#### [What you will do]
Report each line of the data that includes the word "ceiling".

-- Data records follows --

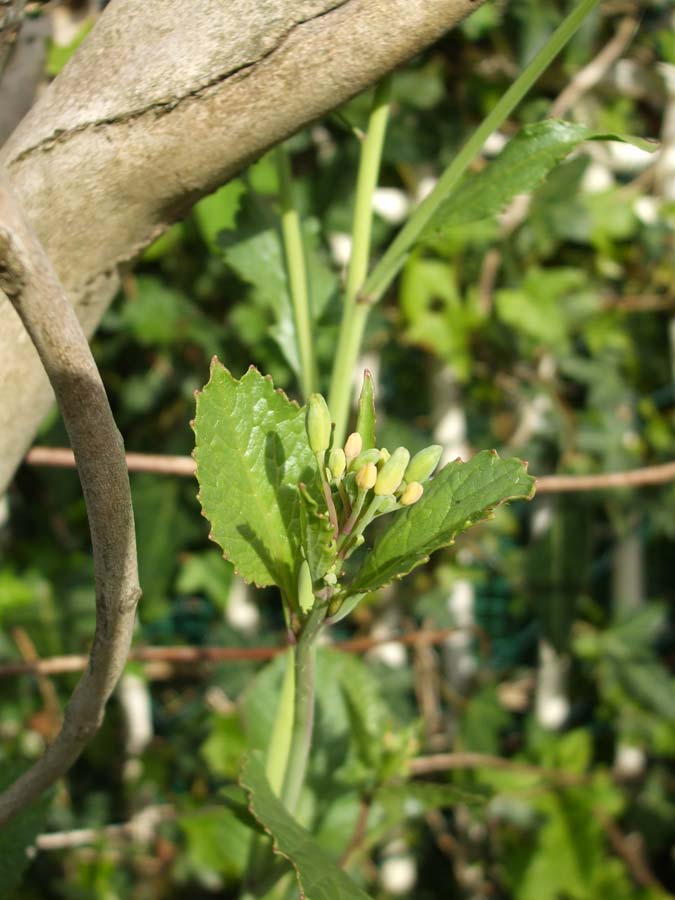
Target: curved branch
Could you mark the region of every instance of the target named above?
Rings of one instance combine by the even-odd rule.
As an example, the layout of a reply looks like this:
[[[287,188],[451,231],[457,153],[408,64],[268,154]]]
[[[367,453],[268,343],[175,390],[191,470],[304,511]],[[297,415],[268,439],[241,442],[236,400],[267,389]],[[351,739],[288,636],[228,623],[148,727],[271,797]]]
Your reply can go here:
[[[0,175],[0,289],[30,334],[75,451],[96,578],[88,667],[44,756],[0,794],[0,826],[64,774],[98,729],[129,652],[140,597],[124,445],[103,383],[61,284]]]

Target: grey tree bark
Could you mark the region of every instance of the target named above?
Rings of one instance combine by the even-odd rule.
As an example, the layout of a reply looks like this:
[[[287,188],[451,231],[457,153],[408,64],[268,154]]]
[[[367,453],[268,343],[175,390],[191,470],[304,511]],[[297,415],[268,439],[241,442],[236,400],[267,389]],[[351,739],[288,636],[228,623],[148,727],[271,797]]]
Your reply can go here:
[[[120,270],[268,147],[483,0],[113,0],[0,151],[91,335]],[[0,300],[0,492],[52,395]]]

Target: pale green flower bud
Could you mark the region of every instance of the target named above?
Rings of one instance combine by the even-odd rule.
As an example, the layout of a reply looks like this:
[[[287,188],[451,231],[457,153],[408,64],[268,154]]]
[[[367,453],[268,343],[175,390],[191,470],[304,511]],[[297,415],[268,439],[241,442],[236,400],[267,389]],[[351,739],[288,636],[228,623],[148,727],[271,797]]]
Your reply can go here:
[[[330,444],[331,421],[328,406],[321,394],[312,394],[307,401],[305,427],[312,451],[325,453]]]
[[[386,463],[388,459],[391,459],[391,453],[387,450],[386,447],[382,447],[380,450],[380,465]]]
[[[403,480],[403,473],[410,462],[410,453],[405,447],[394,450],[380,469],[375,482],[375,494],[393,494]]]
[[[346,466],[345,451],[341,447],[334,447],[328,456],[328,468],[336,481],[342,478]]]
[[[365,463],[356,473],[356,486],[360,491],[369,491],[377,481],[375,463]]]
[[[345,456],[347,457],[347,465],[359,455],[363,450],[363,439],[358,431],[353,431],[347,438],[345,444]]]
[[[410,460],[410,465],[405,470],[405,480],[409,484],[413,481],[426,481],[438,465],[442,453],[440,444],[431,444],[420,450]]]
[[[401,506],[412,506],[413,503],[417,503],[423,493],[424,488],[419,481],[411,481],[401,494],[398,502]]]
[[[309,571],[309,563],[303,559],[298,574],[298,606],[300,611],[308,613],[314,606],[314,588],[312,586],[312,575]]]
[[[362,453],[353,459],[349,464],[350,472],[358,472],[361,466],[365,466],[366,463],[375,463],[377,465],[380,459],[380,451],[375,450],[375,448],[371,450],[364,450]]]

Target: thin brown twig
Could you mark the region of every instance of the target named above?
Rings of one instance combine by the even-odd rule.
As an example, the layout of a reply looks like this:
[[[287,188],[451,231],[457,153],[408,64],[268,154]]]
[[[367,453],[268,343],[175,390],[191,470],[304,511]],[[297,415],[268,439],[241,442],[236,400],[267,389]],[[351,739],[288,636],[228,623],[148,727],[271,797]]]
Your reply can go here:
[[[597,810],[595,816],[604,828],[612,849],[628,866],[633,880],[642,887],[663,891],[663,885],[649,868],[645,859],[640,836],[624,834],[611,816]],[[672,896],[672,894],[667,896]]]
[[[538,494],[570,491],[602,491],[616,488],[646,487],[675,481],[675,462],[644,466],[625,472],[602,472],[599,475],[542,475],[537,478]]]
[[[0,290],[45,367],[75,450],[96,580],[96,631],[87,668],[44,755],[0,794],[0,826],[74,763],[98,730],[126,662],[140,597],[124,446],[73,307],[9,182],[0,176]]]
[[[418,641],[425,644],[442,644],[455,628],[423,630],[400,636],[385,638],[360,637],[332,644],[343,653],[366,653],[382,644],[403,644],[413,646]],[[264,661],[283,653],[286,645],[274,647],[137,647],[129,654],[135,662],[167,662],[174,665],[198,665],[200,663]],[[14,675],[67,675],[80,672],[87,665],[87,657],[82,655],[52,656],[37,662],[10,662],[0,664],[0,678]]]
[[[128,822],[106,825],[103,828],[75,828],[71,831],[53,831],[39,834],[35,839],[38,850],[67,850],[72,847],[86,847],[101,840],[133,841],[149,843],[162,822],[176,817],[176,810],[170,804],[146,806],[139,810]]]
[[[370,807],[372,800],[368,796],[363,796],[359,800],[359,812],[356,816],[356,822],[354,824],[354,831],[352,832],[352,836],[345,848],[344,853],[340,857],[340,868],[346,869],[349,861],[352,856],[359,850],[363,840],[366,836],[366,831],[368,828],[368,817],[370,816]]]
[[[130,472],[150,472],[155,475],[195,474],[195,461],[190,456],[164,456],[159,453],[127,453],[127,468]],[[75,466],[73,451],[68,447],[32,447],[25,460],[30,466],[54,466],[72,469]]]
[[[602,81],[630,44],[637,27],[638,20],[634,16],[628,15],[621,19],[612,38],[589,63],[579,69],[553,101],[549,110],[551,118],[562,118],[584,94]]]
[[[675,297],[668,294],[626,294],[606,297],[603,306],[621,312],[675,312]]]
[[[583,773],[546,769],[517,759],[505,759],[502,756],[492,756],[488,753],[435,753],[430,756],[418,756],[409,763],[409,771],[413,776],[447,772],[450,769],[480,768],[522,772],[524,775],[535,775],[567,787],[587,784],[590,780],[590,776]]]
[[[189,456],[162,456],[149,453],[127,453],[130,472],[149,472],[156,475],[194,475],[194,460]],[[33,466],[75,465],[72,450],[65,447],[33,447],[25,461]],[[643,487],[675,481],[675,461],[656,466],[643,466],[623,472],[601,472],[597,475],[540,475],[537,493],[553,494],[566,491],[600,491],[608,488]]]

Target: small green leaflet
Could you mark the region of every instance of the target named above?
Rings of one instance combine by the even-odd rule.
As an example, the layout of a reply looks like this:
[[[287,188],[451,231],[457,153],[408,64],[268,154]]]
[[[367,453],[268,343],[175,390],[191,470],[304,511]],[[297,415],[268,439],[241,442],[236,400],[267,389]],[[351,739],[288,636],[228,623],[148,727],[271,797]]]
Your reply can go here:
[[[477,174],[468,175],[439,206],[418,243],[500,212],[517,194],[534,190],[558,163],[584,141],[621,141],[641,150],[657,149],[655,141],[624,134],[594,132],[586,125],[544,119],[526,125],[499,156]]]
[[[284,809],[269,786],[258,751],[245,761],[240,782],[249,795],[251,812],[295,869],[301,900],[370,900]]]
[[[505,500],[528,500],[534,478],[519,459],[483,450],[473,459],[449,463],[424,486],[422,498],[396,514],[375,541],[349,593],[374,591],[426,562],[460,532],[490,516]]]
[[[193,427],[212,539],[244,579],[294,597],[302,558],[297,485],[318,483],[304,410],[257,369],[237,381],[214,359]]]

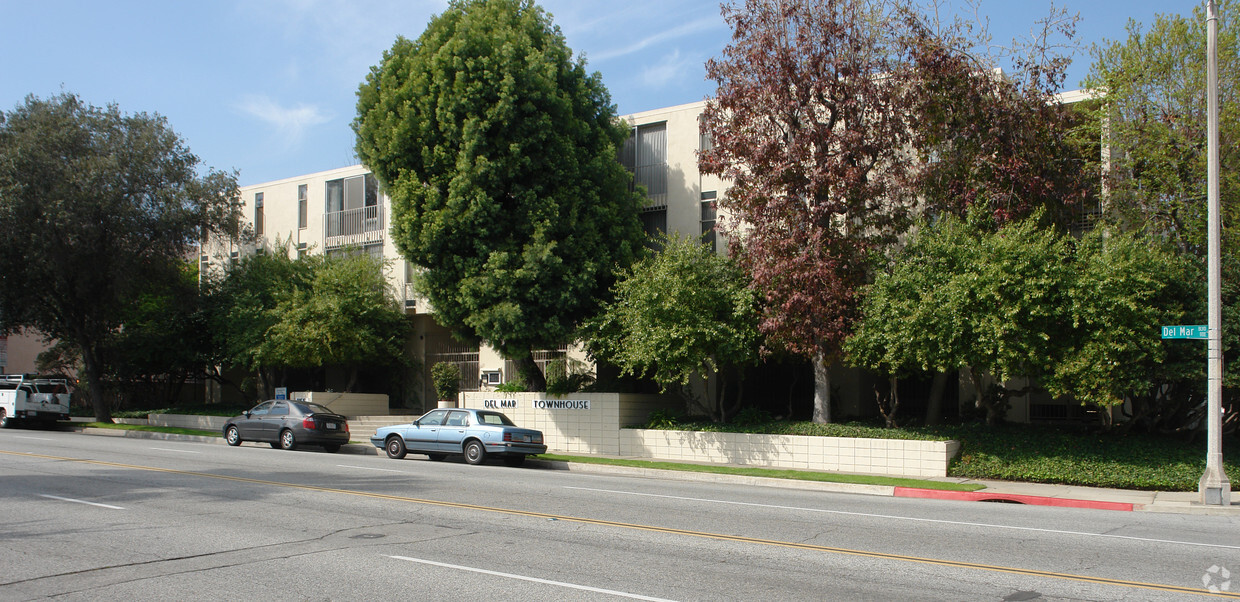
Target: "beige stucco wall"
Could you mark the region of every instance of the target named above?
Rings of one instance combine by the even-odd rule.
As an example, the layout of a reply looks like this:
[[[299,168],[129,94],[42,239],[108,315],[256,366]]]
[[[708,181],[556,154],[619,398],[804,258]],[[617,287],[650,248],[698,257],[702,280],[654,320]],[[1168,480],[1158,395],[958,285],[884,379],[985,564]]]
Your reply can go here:
[[[388,396],[374,393],[298,391],[289,398],[317,403],[345,416],[383,416],[388,413]]]

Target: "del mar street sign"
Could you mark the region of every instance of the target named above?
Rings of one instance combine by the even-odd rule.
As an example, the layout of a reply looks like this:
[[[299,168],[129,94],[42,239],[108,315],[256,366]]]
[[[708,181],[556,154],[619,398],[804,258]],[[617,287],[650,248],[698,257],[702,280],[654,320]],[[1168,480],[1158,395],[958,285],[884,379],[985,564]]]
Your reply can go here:
[[[1164,339],[1208,339],[1209,327],[1205,324],[1195,326],[1163,326],[1162,338]]]

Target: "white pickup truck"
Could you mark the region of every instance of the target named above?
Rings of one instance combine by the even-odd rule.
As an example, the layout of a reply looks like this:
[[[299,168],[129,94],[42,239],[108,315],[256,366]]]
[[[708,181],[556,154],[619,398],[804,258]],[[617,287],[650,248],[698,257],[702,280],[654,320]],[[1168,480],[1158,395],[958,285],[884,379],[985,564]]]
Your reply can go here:
[[[0,428],[17,421],[69,419],[69,381],[33,374],[0,375]]]

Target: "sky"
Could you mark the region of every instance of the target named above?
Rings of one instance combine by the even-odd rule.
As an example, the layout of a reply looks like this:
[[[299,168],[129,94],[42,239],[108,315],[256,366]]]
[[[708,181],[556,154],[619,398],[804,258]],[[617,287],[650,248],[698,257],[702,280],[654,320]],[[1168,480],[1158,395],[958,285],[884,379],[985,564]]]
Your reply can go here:
[[[1060,0],[1080,16],[1067,89],[1089,48],[1129,19],[1191,15],[1186,0]],[[619,114],[713,95],[705,62],[731,39],[717,0],[545,0]],[[995,43],[1027,37],[1052,3],[980,0]],[[397,36],[417,38],[442,0],[0,0],[0,110],[61,92],[158,113],[205,167],[258,184],[358,163],[356,92]],[[970,16],[974,13],[969,12]]]

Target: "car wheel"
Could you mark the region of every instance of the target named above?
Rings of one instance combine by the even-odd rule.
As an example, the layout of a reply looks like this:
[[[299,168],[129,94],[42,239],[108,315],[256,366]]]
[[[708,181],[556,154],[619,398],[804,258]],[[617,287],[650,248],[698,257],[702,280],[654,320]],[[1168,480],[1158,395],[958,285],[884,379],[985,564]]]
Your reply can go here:
[[[335,444],[335,443],[333,443],[333,444],[331,444],[331,445],[324,445],[324,446],[323,446],[323,451],[325,451],[325,452],[327,452],[327,453],[329,453],[329,454],[334,454],[334,453],[336,453],[336,452],[340,451],[340,446],[339,446],[339,445],[337,445],[337,444]]]
[[[0,429],[13,428],[13,419],[0,408]]]
[[[280,447],[286,450],[297,449],[297,437],[293,435],[293,431],[288,429],[280,431]]]
[[[504,458],[504,464],[516,468],[517,466],[525,464],[525,455],[518,454],[516,456],[507,456]]]
[[[407,453],[405,442],[400,437],[388,437],[387,443],[383,444],[383,449],[387,451],[387,456],[393,460],[404,458]]]
[[[267,443],[267,445],[270,445],[270,446],[271,446],[271,449],[280,449],[280,442],[279,442],[279,441],[270,441],[270,442],[268,442],[268,443]]]
[[[487,457],[486,448],[482,447],[482,442],[474,439],[465,444],[465,461],[470,464],[482,464]]]
[[[448,455],[447,454],[426,454],[426,457],[436,462],[440,462],[444,458],[447,458]]]
[[[241,433],[237,432],[236,426],[229,426],[224,431],[224,442],[233,447],[241,445]]]

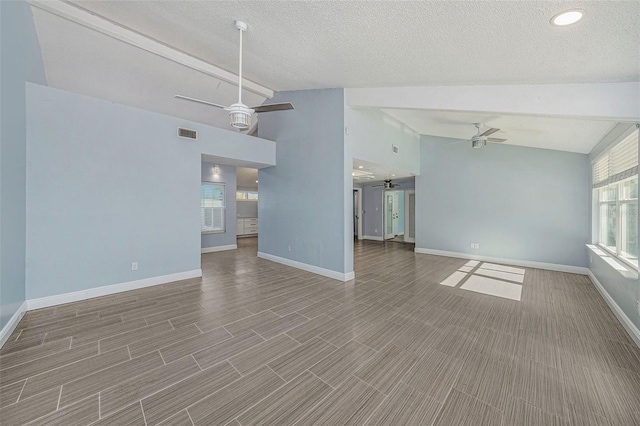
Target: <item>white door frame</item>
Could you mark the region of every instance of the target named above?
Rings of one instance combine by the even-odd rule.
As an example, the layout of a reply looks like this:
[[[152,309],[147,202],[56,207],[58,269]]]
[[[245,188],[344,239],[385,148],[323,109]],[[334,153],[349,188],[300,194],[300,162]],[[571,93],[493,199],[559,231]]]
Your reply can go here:
[[[354,191],[358,193],[358,211],[354,212],[356,216],[358,216],[358,229],[356,229],[357,237],[359,240],[362,239],[362,188],[353,188]]]
[[[413,194],[414,197],[416,195],[416,190],[415,189],[406,189],[404,191],[404,241],[407,243],[415,243],[416,239],[415,239],[415,235],[416,235],[416,230],[415,229],[410,229],[409,228],[409,194]],[[415,218],[416,212],[415,212],[415,205],[414,205],[414,212],[413,212],[413,216]],[[414,221],[414,227],[415,227],[415,221]],[[413,235],[414,238],[411,238],[409,235],[411,235],[411,232],[413,231]]]
[[[398,236],[398,218],[395,217],[398,209],[398,192],[399,190],[384,190],[382,191],[382,239],[391,240]],[[391,234],[387,234],[387,195],[391,195],[392,201],[392,217],[391,217]],[[395,207],[395,209],[394,209]],[[395,211],[394,211],[395,210]]]

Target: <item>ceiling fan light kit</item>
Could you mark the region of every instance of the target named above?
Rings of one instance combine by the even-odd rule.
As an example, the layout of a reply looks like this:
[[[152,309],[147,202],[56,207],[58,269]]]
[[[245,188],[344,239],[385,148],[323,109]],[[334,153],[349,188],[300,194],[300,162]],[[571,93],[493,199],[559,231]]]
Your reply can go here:
[[[229,122],[231,127],[238,130],[246,130],[251,127],[251,115],[253,113],[285,111],[293,109],[290,102],[282,102],[277,104],[261,105],[257,107],[248,107],[242,103],[242,33],[247,31],[247,24],[242,21],[235,21],[235,27],[240,33],[240,52],[238,59],[238,102],[228,107],[213,102],[203,101],[201,99],[191,98],[189,96],[175,95],[174,98],[183,99],[185,101],[197,102],[199,104],[222,108],[229,112]]]
[[[485,130],[483,133],[480,133],[480,127],[482,127],[482,124],[480,123],[473,123],[476,128],[478,129],[478,134],[476,134],[475,136],[473,136],[471,138],[471,147],[472,148],[484,148],[485,146],[487,146],[487,142],[495,142],[495,143],[501,143],[506,141],[506,139],[501,139],[501,138],[488,138],[487,136],[494,134],[495,132],[499,131],[500,129],[496,129],[495,127],[490,128],[489,130]]]

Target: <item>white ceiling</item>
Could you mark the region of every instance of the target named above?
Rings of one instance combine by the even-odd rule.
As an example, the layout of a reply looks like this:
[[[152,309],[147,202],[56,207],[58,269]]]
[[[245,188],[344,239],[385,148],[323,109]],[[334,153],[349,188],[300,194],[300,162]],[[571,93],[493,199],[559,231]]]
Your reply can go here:
[[[524,115],[495,115],[481,112],[384,109],[385,113],[423,135],[471,139],[477,133],[473,123],[500,129],[491,137],[507,139],[504,144],[588,154],[616,124],[610,121],[578,120]]]
[[[637,1],[72,1],[77,7],[274,90],[640,80]],[[549,19],[582,7],[586,18]],[[32,7],[48,84],[227,128],[235,85]],[[500,96],[497,93],[496,96]],[[265,98],[243,91],[243,101]],[[469,138],[471,123],[508,144],[589,152],[612,125],[573,119],[385,110],[414,130]],[[254,120],[257,117],[254,116]]]
[[[353,182],[362,185],[370,182],[382,182],[386,179],[398,180],[415,176],[411,172],[405,170],[394,169],[380,164],[368,161],[353,159]]]
[[[174,99],[173,95],[230,105],[237,101],[237,86],[39,8],[32,10],[50,86],[231,129],[226,111]],[[243,91],[248,105],[260,105],[264,100]]]
[[[274,90],[640,77],[637,1],[73,1]],[[556,13],[586,10],[578,24]]]
[[[236,167],[236,186],[238,188],[258,189],[258,169]]]

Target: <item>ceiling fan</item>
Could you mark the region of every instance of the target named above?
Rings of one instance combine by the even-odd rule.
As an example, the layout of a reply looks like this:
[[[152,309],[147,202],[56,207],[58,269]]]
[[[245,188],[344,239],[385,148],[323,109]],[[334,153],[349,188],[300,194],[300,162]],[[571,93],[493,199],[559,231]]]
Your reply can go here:
[[[191,98],[189,96],[175,95],[174,98],[183,99],[185,101],[197,102],[204,105],[214,106],[216,108],[222,108],[225,111],[229,111],[229,118],[231,119],[231,126],[236,129],[244,130],[251,126],[251,114],[261,112],[272,111],[284,111],[293,109],[293,105],[290,102],[282,102],[277,104],[260,105],[255,107],[248,107],[242,103],[242,33],[247,30],[247,24],[242,21],[236,21],[235,27],[240,32],[240,55],[238,66],[238,102],[235,104],[224,106],[213,102],[203,101],[201,99]]]
[[[385,179],[384,183],[381,183],[380,185],[371,185],[372,188],[382,187],[382,186],[384,187],[384,189],[393,189],[393,188],[399,188],[401,185],[391,182],[391,179]]]
[[[496,129],[495,127],[492,127],[488,130],[485,130],[484,132],[480,133],[480,127],[482,126],[480,123],[473,123],[475,124],[476,128],[478,129],[478,133],[473,136],[471,138],[471,147],[472,148],[482,148],[485,145],[487,145],[487,142],[495,142],[495,143],[501,143],[506,141],[506,139],[501,139],[501,138],[488,138],[487,136],[494,134],[495,132],[497,132],[500,129]]]

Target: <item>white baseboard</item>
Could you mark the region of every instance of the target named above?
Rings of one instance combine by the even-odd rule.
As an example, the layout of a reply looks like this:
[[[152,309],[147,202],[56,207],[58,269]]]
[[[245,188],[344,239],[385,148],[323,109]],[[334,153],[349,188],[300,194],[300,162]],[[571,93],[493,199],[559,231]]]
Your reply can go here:
[[[9,319],[9,322],[4,327],[2,327],[2,330],[0,330],[0,348],[4,346],[7,339],[9,338],[9,336],[11,336],[11,333],[13,333],[13,330],[16,329],[16,326],[18,325],[18,323],[20,322],[20,320],[22,319],[22,317],[26,312],[27,312],[27,301],[25,300],[24,302],[22,302],[22,305],[20,305],[18,310],[11,316],[11,318]]]
[[[636,345],[640,348],[640,330],[638,330],[638,327],[636,327],[636,325],[631,322],[629,317],[622,311],[622,309],[620,309],[620,306],[618,306],[616,301],[613,300],[607,290],[605,290],[605,288],[602,286],[600,281],[598,281],[598,278],[593,275],[593,272],[591,272],[591,270],[589,270],[587,275],[589,275],[589,278],[591,278],[591,282],[593,283],[593,285],[598,289],[602,298],[605,300],[605,302],[607,302],[609,308],[611,308],[614,315],[618,318],[620,324],[622,324],[624,329],[627,330],[627,333],[629,333],[629,336],[631,336],[633,341],[636,342]]]
[[[333,278],[339,281],[349,281],[356,277],[355,272],[337,272],[330,269],[321,268],[319,266],[309,265],[308,263],[298,262],[296,260],[287,259],[280,256],[274,256],[272,254],[258,252],[258,257],[261,259],[270,260],[276,263],[282,263],[283,265],[291,266],[293,268],[302,269],[303,271],[312,272],[314,274],[322,275],[324,277]]]
[[[504,265],[524,266],[525,268],[546,269],[549,271],[569,272],[572,274],[588,275],[589,269],[580,266],[560,265],[557,263],[534,262],[530,260],[505,259],[502,257],[480,256],[468,253],[458,253],[455,251],[433,250],[416,247],[416,253],[433,254],[435,256],[456,257],[459,259],[480,260],[483,262],[502,263]]]
[[[176,274],[161,275],[159,277],[145,278],[142,280],[129,281],[126,283],[106,285],[102,287],[90,288],[87,290],[74,291],[72,293],[57,294],[55,296],[40,297],[27,301],[27,309],[41,309],[49,306],[62,305],[64,303],[77,302],[79,300],[91,299],[108,294],[121,293],[123,291],[135,290],[143,287],[151,287],[159,284],[166,284],[172,281],[188,280],[202,276],[202,269],[178,272]]]
[[[213,253],[216,251],[235,250],[237,248],[237,244],[229,244],[228,246],[203,247],[202,249],[200,249],[200,253]]]
[[[363,240],[373,240],[373,241],[384,241],[384,238],[378,237],[377,235],[365,235],[362,237]]]

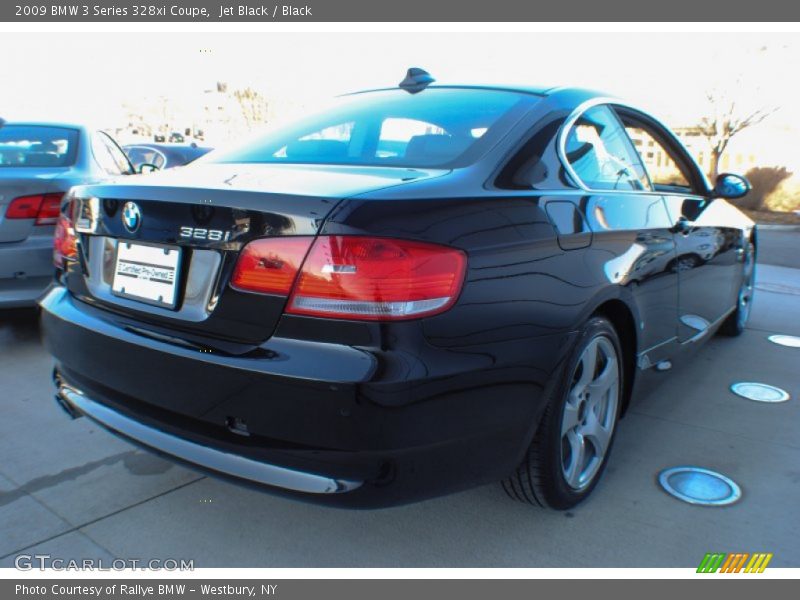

-- Data records concluded --

#### [Answer box]
Target: <item>ceiling fan light kit</item>
Target: <item>white ceiling</item>
Target: <item>ceiling fan</item>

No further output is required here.